- _To do_
Copy out the lines below exactly as they are, leaving out the pictures.

- _Records provided_
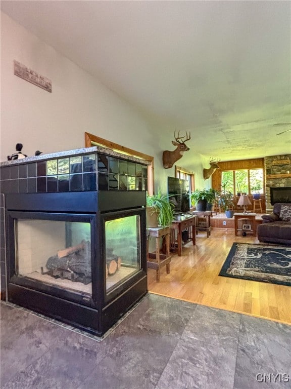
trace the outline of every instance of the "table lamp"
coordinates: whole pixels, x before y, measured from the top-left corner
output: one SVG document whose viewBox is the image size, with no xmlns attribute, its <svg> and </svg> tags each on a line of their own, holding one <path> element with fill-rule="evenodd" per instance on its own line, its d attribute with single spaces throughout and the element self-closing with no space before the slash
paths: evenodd
<svg viewBox="0 0 291 389">
<path fill-rule="evenodd" d="M 244 206 L 244 212 L 243 213 L 244 215 L 246 215 L 248 213 L 248 211 L 247 210 L 247 206 L 251 205 L 251 204 L 252 203 L 249 200 L 249 198 L 247 196 L 239 196 L 239 199 L 238 199 L 237 205 Z"/>
</svg>

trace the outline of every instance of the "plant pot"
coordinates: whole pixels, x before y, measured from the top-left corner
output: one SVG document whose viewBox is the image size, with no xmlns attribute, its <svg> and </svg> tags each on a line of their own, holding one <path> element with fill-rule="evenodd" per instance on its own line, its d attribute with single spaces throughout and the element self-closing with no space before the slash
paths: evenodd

- _Answer to this exercise_
trace the outline of every instance of the "table lamp"
coordinates: whole pixels, x before y, measured from the top-left corner
output: one SVG document whose viewBox is the image size, with no xmlns attribute, its <svg> and </svg> tags each on a line of their own, holding one <path> element with fill-rule="evenodd" per instance on its own line, its d attribute with single spaces throughout and the element self-closing with no space before the slash
paths: evenodd
<svg viewBox="0 0 291 389">
<path fill-rule="evenodd" d="M 244 206 L 244 212 L 243 213 L 244 215 L 246 215 L 248 213 L 248 211 L 247 210 L 247 206 L 251 205 L 251 204 L 252 203 L 249 200 L 249 198 L 247 196 L 239 196 L 239 199 L 238 199 L 237 205 Z"/>
</svg>

trace the outline of every instance of the "plant pot"
coordinates: whole pixels, x before y, measured from the top-left corner
output: one SVG document whose viewBox is the image size, with no xmlns attribute, its <svg> and </svg> tags each on a line of their own, holding one <path> element with fill-rule="evenodd" per instance on its own line, its d attribute with single spaces throughout and the element self-closing with no space before the slash
paths: evenodd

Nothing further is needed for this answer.